§ **Task prompt**
Convert everything from the start of the rows down to and including the line that contains "362 108 L 359" into a JSON list of strings, with one string per line and blank lines left out.
— START OF Records for processing —
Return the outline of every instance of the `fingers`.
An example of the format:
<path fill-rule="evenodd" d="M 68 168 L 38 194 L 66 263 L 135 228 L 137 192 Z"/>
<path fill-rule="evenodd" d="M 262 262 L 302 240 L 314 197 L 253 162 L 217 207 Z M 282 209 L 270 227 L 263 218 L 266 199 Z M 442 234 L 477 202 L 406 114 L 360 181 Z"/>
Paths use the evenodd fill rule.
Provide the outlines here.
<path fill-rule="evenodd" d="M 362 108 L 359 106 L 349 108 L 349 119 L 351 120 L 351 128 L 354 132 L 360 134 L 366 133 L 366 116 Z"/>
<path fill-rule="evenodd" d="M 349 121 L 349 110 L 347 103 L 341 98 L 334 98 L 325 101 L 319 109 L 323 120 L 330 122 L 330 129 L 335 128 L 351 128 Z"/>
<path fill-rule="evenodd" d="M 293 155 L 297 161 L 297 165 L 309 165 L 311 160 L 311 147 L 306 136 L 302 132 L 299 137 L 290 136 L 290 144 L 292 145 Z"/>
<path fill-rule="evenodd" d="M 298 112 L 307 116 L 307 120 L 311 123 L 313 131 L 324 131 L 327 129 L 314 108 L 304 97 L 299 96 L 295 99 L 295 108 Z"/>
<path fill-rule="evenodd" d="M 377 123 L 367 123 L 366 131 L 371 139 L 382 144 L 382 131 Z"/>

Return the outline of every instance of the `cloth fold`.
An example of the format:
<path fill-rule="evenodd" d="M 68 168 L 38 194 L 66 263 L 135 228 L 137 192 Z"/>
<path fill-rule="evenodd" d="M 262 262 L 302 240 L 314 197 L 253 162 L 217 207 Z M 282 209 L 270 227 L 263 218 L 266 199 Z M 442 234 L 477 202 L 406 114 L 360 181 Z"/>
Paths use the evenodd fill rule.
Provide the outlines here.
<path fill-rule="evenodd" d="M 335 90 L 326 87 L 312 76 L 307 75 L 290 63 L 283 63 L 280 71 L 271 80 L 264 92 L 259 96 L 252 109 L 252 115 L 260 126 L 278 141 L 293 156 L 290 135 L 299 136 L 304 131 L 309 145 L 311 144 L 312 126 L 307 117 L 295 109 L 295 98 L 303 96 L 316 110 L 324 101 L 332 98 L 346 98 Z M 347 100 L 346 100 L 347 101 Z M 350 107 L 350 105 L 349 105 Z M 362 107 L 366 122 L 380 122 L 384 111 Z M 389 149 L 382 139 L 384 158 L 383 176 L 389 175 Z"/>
— END OF Records for processing —
§ **Solution to the exercise**
[
  "Return the outline of every instance of the `fingers`.",
  "An example of the format:",
  "<path fill-rule=\"evenodd\" d=\"M 68 168 L 38 194 L 66 263 L 135 228 L 137 192 Z\"/>",
  "<path fill-rule=\"evenodd\" d=\"M 262 262 L 302 240 L 314 197 L 253 162 L 217 207 Z M 282 209 L 270 227 L 263 218 L 266 199 Z M 442 234 L 477 202 L 406 114 L 360 181 Z\"/>",
  "Paths use the evenodd fill rule.",
  "Provide the outlines here.",
  "<path fill-rule=\"evenodd\" d=\"M 362 108 L 359 106 L 349 108 L 349 119 L 351 120 L 351 128 L 354 132 L 360 134 L 366 133 L 366 116 Z\"/>"
]